— Begin PROVIDED PASSAGE —
When I first created this blog (just a month ago), I stumbled upon the
Cat Blogosphere. It's been a great way to get my name out there and to check out other cat blogs. It's proven to be a good source of information, too, and I recently learned that such a thing exists as "World Cat Day," which is today. You know what I think?
Blasphemy.
We currently have 53 official cat days: 52 Caturdays (they come after Fridays and before Sundays) and now this World Cat Day. I don't know about you, but I'm pretty sure that my cats dominate the house six hours a day, seven days a week. As far as I'm concerned, every day is Caturday.
Anyway, in the spirit of WCD, I'm going to share the story of how I acquired one of my cats, Boom Boom. It's really a very interesting story.
About six years ago in the month of October, back when I was in ninth grade, this black stray cat started hanging out near our house. She had three kittens who were already about four or five months old. She was a very small, rail thin cat, and she became very friendly very quickly. In a matter of days from when we first started feeding her, she had let us pet her.
— End PROVIDED PASSAGE —
**EXERCISE TASKS**
**1.** In the cat blog post, how many official cat days does the writer say there are?
**2.** Please extend the cat blog post from the point where it stops, carrying on the story of how Boom Boom came to live with the writer.
— Begin ENTRIES PROVIDED —
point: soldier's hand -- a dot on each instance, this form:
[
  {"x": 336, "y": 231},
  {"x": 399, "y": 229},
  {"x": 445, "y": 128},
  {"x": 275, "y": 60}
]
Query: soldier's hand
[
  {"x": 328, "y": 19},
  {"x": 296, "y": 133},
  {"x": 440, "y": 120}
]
— End ENTRIES PROVIDED —
**ANSWER SET**
**1.** 53: the 52 Caturdays plus World Cat Day.

**2.**
We (my mother and I) could tell she was pregnant, but we didn't have any idea how far along she was. We put a box and some towels out on the front porch (not the best place, but the only place she'd really hang out) and the next day, we found four healthy newborns. A week later, they all disappeared. Fast forward to the day before Thanksgiving.
It was a dark and stormy night (no, srsly, it was raining and thundering and it was, like, midnight). We heard scratching and meowing at the door. On the mat lay two soaking wet kittens with Mama (the mother cat) running around. I walked around the porch and found another one who had tried to scramble away. We brought them in and warmed them up. The fourth kitten was nowhere to be found and we thought something bad had happened to it in the month they had been gone.
The next day it was Thanksgiving. The turkey was in the oven, we had company over. Every now and then, my mother and I thought we heard meowing outside, but we just wrote it off to being crazy. As the day wore on, though, it seemed to get more real. When we went outside, we heard distinct meowing coming from the gully. It was the fourth and final kitten.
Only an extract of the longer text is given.